[RECORDED INFORMATION]
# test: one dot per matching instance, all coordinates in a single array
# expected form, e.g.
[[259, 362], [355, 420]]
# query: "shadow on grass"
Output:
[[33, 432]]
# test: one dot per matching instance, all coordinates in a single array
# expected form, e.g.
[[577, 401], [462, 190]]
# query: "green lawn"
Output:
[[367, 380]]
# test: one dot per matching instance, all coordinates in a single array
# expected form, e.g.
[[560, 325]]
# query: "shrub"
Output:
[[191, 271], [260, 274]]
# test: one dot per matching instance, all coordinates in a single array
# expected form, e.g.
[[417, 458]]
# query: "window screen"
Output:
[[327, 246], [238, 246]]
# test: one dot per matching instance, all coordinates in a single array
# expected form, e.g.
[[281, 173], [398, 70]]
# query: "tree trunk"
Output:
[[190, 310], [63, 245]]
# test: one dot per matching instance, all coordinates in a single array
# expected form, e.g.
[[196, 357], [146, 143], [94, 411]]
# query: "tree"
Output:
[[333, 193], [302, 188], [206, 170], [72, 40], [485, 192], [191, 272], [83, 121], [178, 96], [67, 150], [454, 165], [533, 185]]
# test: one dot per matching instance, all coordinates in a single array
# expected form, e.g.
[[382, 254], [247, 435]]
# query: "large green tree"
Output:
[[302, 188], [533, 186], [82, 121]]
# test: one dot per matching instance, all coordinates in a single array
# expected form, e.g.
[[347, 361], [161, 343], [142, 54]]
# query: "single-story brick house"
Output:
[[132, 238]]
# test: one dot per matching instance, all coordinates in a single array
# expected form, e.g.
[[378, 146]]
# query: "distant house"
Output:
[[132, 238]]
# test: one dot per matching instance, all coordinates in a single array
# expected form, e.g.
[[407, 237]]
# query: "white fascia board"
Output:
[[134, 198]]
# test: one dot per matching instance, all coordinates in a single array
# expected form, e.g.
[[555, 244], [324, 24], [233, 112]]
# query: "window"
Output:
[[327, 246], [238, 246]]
[/RECORDED INFORMATION]
_ASSIGNED TASK_
Return, exactly as written, the "[[577, 401], [462, 190]]" line and each line after it through the end of the listing above.

_RESULT_
[[577, 401], [462, 190]]
# query: "green lawn"
Output:
[[367, 380]]
# test: one dot per matching instance, all coordinates in a single array
# expected form, e.g.
[[560, 325]]
# query: "shrub"
Output:
[[191, 271], [260, 274]]
# test: one dot per matching instance, all coordinates in a single array
# expected form, e.g.
[[417, 458]]
# query: "window screen"
Output:
[[327, 246], [238, 246]]
# test: one dot per matching instance, all coordinates in a single array
# expected form, e.g.
[[281, 173], [398, 70]]
# query: "tree trunk"
Output:
[[190, 310], [63, 245]]
# test: one dot per matching instance, all coordinates in a single array
# expected form, e.g.
[[196, 357], [146, 143], [94, 411]]
# query: "tree"
Output:
[[333, 193], [302, 188], [206, 170], [72, 40], [485, 192], [191, 272], [83, 121], [178, 96], [67, 150], [454, 165], [533, 185]]
# test: one dot per matching instance, all coordinates in a single array
# expected form, e.g.
[[382, 254], [247, 435]]
# query: "large green tree"
Output:
[[302, 188], [533, 186], [82, 121]]
# test: one dot per matching instance, all coordinates in a single array
# expected form, e.g.
[[347, 361], [161, 343], [142, 54]]
# query: "single-story brick house"
Output:
[[132, 238]]
# test: one dot per matching instance, all coordinates in a single array
# expected form, e.g.
[[378, 146]]
# query: "distant house"
Output:
[[132, 238]]
# test: one dot per matching instance, all coordinates in a single array
# expected form, e.g.
[[407, 237]]
# query: "white fascia board"
Output:
[[134, 198]]
# test: one dot per matching instance, all coordinates in a single array
# expected form, e.g.
[[555, 244], [324, 24], [233, 112]]
# query: "window"
Output:
[[327, 246], [238, 246]]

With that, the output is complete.